## Activity:
Each line from the one that contains "If you would be so kind as to spot the brick" to the end of the entries must be copied word for word, and only those lines.

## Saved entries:
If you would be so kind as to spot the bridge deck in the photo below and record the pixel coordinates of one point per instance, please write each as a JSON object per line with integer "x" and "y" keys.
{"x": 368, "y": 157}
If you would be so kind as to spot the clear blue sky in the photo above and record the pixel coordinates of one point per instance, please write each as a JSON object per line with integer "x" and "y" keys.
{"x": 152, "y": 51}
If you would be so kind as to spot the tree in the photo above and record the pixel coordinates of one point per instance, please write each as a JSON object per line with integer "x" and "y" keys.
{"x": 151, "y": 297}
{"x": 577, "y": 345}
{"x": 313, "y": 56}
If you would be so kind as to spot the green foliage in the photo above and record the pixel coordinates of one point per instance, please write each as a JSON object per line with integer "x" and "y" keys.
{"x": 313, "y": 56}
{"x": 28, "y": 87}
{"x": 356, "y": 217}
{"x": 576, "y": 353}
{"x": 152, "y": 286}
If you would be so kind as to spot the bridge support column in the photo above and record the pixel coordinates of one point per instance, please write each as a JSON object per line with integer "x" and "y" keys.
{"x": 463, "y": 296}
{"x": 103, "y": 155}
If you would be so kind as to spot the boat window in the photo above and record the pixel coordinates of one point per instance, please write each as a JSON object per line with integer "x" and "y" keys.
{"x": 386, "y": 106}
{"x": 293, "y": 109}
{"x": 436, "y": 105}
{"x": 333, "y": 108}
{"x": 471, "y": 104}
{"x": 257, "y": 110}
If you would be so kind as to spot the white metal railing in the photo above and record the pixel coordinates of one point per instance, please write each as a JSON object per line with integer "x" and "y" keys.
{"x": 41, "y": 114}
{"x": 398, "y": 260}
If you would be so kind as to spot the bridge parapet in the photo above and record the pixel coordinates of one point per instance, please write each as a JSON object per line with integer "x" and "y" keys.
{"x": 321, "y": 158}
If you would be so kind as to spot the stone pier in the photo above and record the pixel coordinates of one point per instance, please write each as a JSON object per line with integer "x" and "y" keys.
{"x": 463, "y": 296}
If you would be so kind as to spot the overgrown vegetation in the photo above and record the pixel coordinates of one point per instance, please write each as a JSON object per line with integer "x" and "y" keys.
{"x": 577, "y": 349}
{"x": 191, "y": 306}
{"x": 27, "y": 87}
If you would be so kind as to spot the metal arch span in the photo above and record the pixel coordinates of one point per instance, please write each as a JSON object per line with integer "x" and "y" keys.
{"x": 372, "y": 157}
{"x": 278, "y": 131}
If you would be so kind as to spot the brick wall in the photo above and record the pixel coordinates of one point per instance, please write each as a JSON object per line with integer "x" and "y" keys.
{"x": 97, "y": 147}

## Output for this exercise:
If you would be so kind as to spot the brick wall in the photo above and record the pixel coordinates of one point per instance, please write each as a JSON object per line with integer "x" and "y" keys.
{"x": 97, "y": 147}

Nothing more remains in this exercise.